** Excerpted records follows **

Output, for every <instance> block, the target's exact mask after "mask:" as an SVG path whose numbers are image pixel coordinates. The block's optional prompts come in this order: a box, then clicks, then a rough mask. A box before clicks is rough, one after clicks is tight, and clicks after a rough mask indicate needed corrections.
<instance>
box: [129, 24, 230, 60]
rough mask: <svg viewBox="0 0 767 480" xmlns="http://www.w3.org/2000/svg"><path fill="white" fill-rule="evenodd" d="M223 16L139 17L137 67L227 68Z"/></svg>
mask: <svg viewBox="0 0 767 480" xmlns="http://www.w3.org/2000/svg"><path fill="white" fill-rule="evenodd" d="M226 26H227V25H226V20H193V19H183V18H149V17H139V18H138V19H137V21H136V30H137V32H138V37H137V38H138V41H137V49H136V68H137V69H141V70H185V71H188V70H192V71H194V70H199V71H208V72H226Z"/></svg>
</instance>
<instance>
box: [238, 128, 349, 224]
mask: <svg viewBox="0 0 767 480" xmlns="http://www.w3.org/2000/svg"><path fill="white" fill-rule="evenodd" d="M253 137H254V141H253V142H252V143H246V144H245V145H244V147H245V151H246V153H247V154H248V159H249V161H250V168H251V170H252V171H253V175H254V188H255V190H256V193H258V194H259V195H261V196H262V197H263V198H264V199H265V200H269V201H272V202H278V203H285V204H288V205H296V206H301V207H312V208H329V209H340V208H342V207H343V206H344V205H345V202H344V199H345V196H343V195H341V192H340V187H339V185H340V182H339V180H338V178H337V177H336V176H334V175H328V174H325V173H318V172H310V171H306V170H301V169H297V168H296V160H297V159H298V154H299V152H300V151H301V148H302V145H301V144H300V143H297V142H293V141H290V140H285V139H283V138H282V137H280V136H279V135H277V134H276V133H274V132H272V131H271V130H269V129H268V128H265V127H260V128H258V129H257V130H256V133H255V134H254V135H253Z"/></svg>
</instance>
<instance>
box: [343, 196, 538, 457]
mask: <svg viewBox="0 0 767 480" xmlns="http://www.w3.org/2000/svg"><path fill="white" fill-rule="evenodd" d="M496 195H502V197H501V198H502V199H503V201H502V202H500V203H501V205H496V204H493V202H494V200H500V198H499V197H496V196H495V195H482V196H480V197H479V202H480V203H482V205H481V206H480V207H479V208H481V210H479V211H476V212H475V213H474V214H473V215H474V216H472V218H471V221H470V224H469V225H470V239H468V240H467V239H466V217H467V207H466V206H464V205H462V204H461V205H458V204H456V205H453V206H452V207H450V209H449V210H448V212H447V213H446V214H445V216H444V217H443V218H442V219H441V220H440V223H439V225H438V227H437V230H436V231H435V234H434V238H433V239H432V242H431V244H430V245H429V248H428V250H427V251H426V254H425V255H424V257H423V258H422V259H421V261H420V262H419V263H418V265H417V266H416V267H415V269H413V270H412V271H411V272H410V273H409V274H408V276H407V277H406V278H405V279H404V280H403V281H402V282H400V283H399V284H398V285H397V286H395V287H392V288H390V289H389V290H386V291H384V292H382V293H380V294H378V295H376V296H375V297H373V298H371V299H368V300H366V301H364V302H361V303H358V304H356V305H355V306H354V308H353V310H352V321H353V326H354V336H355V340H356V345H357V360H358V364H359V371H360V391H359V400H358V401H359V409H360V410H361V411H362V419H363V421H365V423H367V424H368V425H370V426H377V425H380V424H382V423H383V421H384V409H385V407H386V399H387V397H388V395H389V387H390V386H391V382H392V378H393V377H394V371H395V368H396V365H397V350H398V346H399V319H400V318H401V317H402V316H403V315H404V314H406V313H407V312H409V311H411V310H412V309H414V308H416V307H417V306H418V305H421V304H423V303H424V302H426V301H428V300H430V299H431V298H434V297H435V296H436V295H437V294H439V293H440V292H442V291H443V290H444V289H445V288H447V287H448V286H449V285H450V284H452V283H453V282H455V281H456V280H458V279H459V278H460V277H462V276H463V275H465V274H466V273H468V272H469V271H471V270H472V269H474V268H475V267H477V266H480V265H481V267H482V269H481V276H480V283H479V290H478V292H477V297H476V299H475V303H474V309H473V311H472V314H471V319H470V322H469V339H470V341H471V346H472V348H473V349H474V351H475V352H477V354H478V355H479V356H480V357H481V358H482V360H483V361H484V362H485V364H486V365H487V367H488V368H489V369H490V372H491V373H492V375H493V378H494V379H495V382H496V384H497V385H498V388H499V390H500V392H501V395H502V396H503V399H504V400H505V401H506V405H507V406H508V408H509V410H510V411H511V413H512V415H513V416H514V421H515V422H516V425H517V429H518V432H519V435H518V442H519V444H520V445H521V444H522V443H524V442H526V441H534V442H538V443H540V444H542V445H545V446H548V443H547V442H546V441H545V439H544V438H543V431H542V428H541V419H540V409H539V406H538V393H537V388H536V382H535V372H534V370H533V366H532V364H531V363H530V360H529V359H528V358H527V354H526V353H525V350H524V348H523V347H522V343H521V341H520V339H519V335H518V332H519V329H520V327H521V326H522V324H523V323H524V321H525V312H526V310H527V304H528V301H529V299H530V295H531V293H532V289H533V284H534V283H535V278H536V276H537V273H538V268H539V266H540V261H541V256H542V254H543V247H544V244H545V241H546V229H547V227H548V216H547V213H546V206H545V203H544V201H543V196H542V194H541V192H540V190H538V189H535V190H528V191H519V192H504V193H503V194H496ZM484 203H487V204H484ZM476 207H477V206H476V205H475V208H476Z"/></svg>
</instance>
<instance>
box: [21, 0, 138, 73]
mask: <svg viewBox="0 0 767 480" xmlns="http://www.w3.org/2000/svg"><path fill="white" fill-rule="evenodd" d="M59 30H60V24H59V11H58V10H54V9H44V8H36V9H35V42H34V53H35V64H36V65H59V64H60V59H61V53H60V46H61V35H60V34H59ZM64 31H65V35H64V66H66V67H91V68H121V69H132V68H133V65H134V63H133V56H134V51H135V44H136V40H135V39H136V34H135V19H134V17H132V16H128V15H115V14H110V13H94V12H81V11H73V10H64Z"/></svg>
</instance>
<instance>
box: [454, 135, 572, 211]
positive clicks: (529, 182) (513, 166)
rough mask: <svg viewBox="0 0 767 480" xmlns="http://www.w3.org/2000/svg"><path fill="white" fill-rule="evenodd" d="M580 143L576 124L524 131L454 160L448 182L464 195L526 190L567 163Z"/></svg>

** End of Excerpted records **

# What to do
For the string "clicks", show each line of the listing where it appears.

# Task solution
Output, for every <instance> block, the target's exact mask after "mask:" as an SVG path whose numbers are image pixel coordinates. The block's optional prompts come in this order: a box, then clicks, then a rough mask. A box before clicks is rough, one after clicks is tight, and clicks after a rough mask indicate needed corrections.
positive clicks: (529, 182) (513, 166)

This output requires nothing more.